● **WHAT THE TASK ASKS**: Recreate the entire listing that appears below, exactly.

● **GIVEN ENTRIES**:
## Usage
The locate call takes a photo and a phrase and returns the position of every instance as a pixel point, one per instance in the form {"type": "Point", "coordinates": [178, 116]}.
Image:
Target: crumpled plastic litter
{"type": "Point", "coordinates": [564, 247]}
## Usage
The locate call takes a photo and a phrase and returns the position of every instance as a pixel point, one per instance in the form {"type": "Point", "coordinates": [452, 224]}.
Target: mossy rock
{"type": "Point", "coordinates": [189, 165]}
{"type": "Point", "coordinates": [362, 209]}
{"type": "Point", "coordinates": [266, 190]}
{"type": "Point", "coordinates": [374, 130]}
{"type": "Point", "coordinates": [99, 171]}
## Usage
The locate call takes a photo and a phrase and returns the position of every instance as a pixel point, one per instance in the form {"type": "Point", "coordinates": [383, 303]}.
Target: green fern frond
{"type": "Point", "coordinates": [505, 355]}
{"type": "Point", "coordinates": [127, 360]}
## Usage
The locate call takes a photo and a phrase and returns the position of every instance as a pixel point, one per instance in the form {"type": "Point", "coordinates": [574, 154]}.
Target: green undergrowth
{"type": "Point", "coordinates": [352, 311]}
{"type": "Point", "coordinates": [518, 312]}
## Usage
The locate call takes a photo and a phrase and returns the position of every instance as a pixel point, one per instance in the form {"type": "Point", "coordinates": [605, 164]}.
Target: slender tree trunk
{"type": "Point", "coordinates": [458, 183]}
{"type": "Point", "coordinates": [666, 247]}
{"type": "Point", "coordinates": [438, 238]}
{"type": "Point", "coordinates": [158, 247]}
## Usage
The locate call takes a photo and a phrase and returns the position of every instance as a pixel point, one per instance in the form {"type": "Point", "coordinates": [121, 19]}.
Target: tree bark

● **COMPLETED EXERCISE**:
## Usage
The locate call takes a photo and a phrase and returns the position of every instance as a pixel point, one per instance in the form {"type": "Point", "coordinates": [178, 116]}.
Image:
Target: crumpled plastic litter
{"type": "Point", "coordinates": [564, 247]}
## Usage
The locate call takes a photo and a phrase and returns the position of every instance as a pixel point, one per instance in the form {"type": "Point", "coordinates": [452, 224]}.
Target: mossy rock
{"type": "Point", "coordinates": [189, 165]}
{"type": "Point", "coordinates": [362, 209]}
{"type": "Point", "coordinates": [266, 190]}
{"type": "Point", "coordinates": [374, 130]}
{"type": "Point", "coordinates": [99, 171]}
## Usage
The locate call takes a photo and a phrase and returns the position of every instance as a pixel point, one per instance in the form {"type": "Point", "coordinates": [383, 303]}.
Target: green fern frond
{"type": "Point", "coordinates": [505, 355]}
{"type": "Point", "coordinates": [127, 360]}
## Usage
The locate call takes a photo and a phrase and returns the position of every instance as a pixel point, one per instance in the form {"type": "Point", "coordinates": [574, 154]}.
Target: green undergrowth
{"type": "Point", "coordinates": [352, 311]}
{"type": "Point", "coordinates": [518, 312]}
## Usage
The locate call takes a photo and a phrase and returns the position of every instance as a pixel point, one per instance in the form {"type": "Point", "coordinates": [605, 164]}.
Target: slender tree trunk
{"type": "Point", "coordinates": [458, 183]}
{"type": "Point", "coordinates": [666, 247]}
{"type": "Point", "coordinates": [438, 238]}
{"type": "Point", "coordinates": [158, 247]}
## Usage
The locate call takes a photo and a phrase and returns the position of every instance as a pixel point, one per instance in the form {"type": "Point", "coordinates": [121, 19]}.
Target: tree bark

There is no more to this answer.